DATA IN THIS EXERCISE
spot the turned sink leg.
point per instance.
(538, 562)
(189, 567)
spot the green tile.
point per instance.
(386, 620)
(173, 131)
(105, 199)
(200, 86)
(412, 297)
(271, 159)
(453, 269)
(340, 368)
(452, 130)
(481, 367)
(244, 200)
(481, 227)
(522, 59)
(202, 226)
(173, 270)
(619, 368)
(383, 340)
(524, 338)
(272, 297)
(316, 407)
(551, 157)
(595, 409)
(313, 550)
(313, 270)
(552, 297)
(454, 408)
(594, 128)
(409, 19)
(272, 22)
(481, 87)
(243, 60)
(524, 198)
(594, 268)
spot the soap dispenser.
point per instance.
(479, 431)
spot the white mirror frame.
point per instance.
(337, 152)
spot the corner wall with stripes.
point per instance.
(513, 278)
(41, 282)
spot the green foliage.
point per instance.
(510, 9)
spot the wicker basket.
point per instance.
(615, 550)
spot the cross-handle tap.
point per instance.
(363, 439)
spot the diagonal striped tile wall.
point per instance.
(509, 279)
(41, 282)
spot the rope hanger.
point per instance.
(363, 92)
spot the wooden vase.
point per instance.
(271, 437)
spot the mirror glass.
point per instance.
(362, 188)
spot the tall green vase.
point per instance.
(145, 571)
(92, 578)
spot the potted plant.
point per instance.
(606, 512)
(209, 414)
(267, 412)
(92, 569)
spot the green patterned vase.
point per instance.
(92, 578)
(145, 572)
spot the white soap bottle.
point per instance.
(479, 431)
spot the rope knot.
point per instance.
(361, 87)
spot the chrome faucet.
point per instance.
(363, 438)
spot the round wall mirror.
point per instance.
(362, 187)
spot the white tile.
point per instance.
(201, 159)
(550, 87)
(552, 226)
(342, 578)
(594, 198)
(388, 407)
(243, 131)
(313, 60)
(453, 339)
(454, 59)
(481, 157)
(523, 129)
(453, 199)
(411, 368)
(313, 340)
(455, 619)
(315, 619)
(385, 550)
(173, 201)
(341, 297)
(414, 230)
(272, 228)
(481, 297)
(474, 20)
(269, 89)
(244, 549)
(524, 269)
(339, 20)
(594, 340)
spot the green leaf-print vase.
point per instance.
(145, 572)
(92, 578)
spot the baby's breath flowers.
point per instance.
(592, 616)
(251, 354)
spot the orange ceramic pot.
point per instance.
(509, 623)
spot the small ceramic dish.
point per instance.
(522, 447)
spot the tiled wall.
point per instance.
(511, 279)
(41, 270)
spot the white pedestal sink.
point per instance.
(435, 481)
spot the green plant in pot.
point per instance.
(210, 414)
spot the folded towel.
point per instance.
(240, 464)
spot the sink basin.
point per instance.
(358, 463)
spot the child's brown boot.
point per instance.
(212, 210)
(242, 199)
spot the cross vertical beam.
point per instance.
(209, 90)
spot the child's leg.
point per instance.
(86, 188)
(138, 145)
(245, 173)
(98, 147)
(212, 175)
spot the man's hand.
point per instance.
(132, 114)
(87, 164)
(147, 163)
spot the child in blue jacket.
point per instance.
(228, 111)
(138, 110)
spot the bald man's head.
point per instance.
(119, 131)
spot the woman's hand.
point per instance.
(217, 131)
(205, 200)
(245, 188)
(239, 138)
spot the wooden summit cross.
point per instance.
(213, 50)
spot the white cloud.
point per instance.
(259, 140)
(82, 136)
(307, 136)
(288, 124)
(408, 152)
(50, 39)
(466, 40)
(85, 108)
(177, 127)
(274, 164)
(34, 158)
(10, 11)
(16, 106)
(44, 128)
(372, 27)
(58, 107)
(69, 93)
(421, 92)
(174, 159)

PROBLEM DETAILS
Copy the records again, starting at the line containing "spot the tall green vase." and ending at the last line of the records. Adjust every point coordinate by -110 and leave all other lines unchanged.

FULL SOLUTION
spot the tall green vase.
point per instance.
(35, 461)
(-18, 468)
spot the potted plant.
point per instance.
(496, 402)
(99, 304)
(157, 302)
(-18, 459)
spot the green patterned vase.
point per instance.
(-18, 468)
(35, 462)
spot the white soap bottle.
point per instance.
(369, 321)
spot the rope knot.
point per instance.
(251, -23)
spot the chrome faucet.
point per instance.
(253, 328)
spot the round wall mirror.
point per instance.
(252, 77)
spot the white tile.
point per instance.
(91, 49)
(440, -23)
(442, 116)
(232, 468)
(484, 88)
(278, 297)
(133, 21)
(203, -50)
(343, 229)
(344, -51)
(371, 47)
(413, 19)
(343, 89)
(301, 258)
(203, 230)
(345, 509)
(205, 509)
(275, 440)
(63, 91)
(231, 187)
(304, 120)
(162, 118)
(371, 187)
(364, -90)
(159, -21)
(134, 439)
(414, 159)
(229, -90)
(484, 230)
spot the green leaf-print vase.
point per instance.
(35, 462)
(-18, 468)
spot the baby's breath flowers.
point per instance.
(482, 506)
(141, 244)
spot the orange ceramic pot.
point per instance.
(399, 513)
spot the small ceramic dish.
point per instance.
(412, 337)
spot the tiled wall.
point per instance.
(401, 169)
(-69, 160)
spot the white pedestal sink.
point per instance.
(325, 371)
spot the green plant in pot.
point per instance.
(100, 304)
spot the folded towel.
point per instance.
(130, 354)
spot the sink basin.
point per instance.
(248, 353)
spot the child's brown boot.
point per instance.
(102, 100)
(132, 89)
spot the cross vertical beam.
point per instance.
(99, -20)
spot the child's leg.
point per instance.
(-24, 78)
(28, 35)
(135, 63)
(-12, 37)
(102, 65)
spot the man's hand.
point per instance.
(22, 4)
(-23, 54)
(37, 53)
spot the child in blue jacket.
point per instance.
(118, 1)
(28, 0)
spot the bald man's head.
point per instance.
(9, 21)
spot the woman's hand.
point per instance.
(107, 21)
(95, 90)
(135, 78)
(129, 28)
spot the wooden summit cross.
point per instance.
(103, -60)
spot the white cloud.
point per instance.
(149, 30)
(-28, 26)
(197, 26)
(178, 14)
(298, 42)
(-60, -71)
(356, -70)
(-25, -2)
(67, 17)
(164, 54)
(-76, 48)
(-100, -99)
(-94, -4)
(-66, 18)
(262, -83)
(-52, -3)
(-41, -17)
(311, -18)
(64, 49)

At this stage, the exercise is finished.